Begin Excerpted text

It is quite true that ASN.1 is just tagged data. And it is also true that
people expect to be able to use it without giving it any initial consideration,
and you just cannot do that.

However, the biggest problem with ASN.1 in my opinion is that it promises much
more than it delivers. At first glance it looks like you can add new primitive
types via the source language (i.e. via macros). But the fact of the matter is
that you cannot do this. All you can do is change the format of the source
language around, and given the modular nature of most ASN.1 these days this
ends up making it harder rather than easier to process the stuff. I think ASN.1
macros were a really terrible idea in ASN.1 and we'd all be better off without
them. (The new macro replacement mechanisms look better, but are probably too
late.)

Another major problem is the lack of decent documentation. I've looked at
dozens of books that purport to describe ASN.1, and thus far I've only found
one reasonable one -- Douglas Steedman's. All it covers is ASN.1 and it does it
very well, although it is now somewhat dated. The ASN.1 standards documents may
well be the worst in the entire ITU collection. And what's more, they seem to
have degenerated over time -- the best of the lot was the description in
X.400-1984!

When it came time for me to implement X.400-1984 I floundered around in the
standards swamp for quite a while. Then some guy from DEC told me about
Steedman's book. He said it was a must-have and he was right. After reading it
I immediately deleted all the code I had and started over, and I was able to
implement X.400-1984 in a straightforward way without any major incidents after
that.

I don't believe in using ASN.1 compilers either. They always mean using an
intermediate representation and I cannot tolerate the inefficiency of that. I
played around with the stuff in ISODE but gave up it up as hopeless in fairly
short order.

I have a little ASN.1 routine library (2500 lines or so) that I use and I just
crank out code based on that. It is just not that hard once you really
understand what's going on -- the understanding was the hard part.

End Excerpted text
Begin Raw data

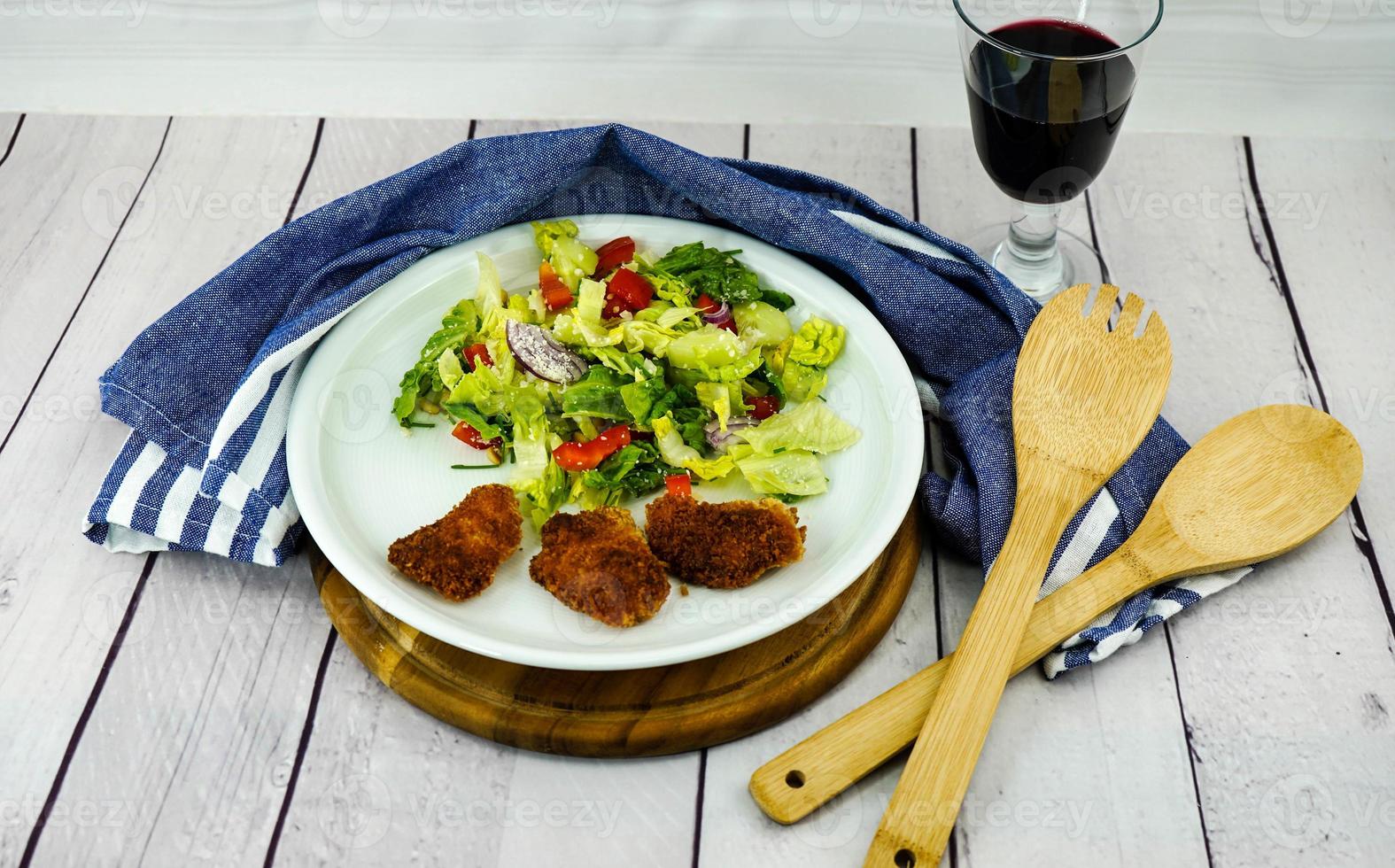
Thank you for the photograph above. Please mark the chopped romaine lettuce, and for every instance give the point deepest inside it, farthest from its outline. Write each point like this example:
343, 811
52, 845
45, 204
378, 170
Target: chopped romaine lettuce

End Raw data

[Short problem] Print from "When it came" up to and including "short order." in the ASN.1 text.

[Finished answer]
When it came time for me to implement X.400-1984 I floundered around in the
standards swamp for quite a while. Then some guy from DEC told me about
Steedman's book. He said it was a must-have and he was right. After reading it
I immediately deleted all the code I had and started over, and I was able to
implement X.400-1984 in a straightforward way without any major incidents after
that.

I don't believe in using ASN.1 compilers either. They always mean using an
intermediate representation and I cannot tolerate the inefficiency of that. I
played around with the stuff in ISODE but gave up it up as hopeless in fairly
short order.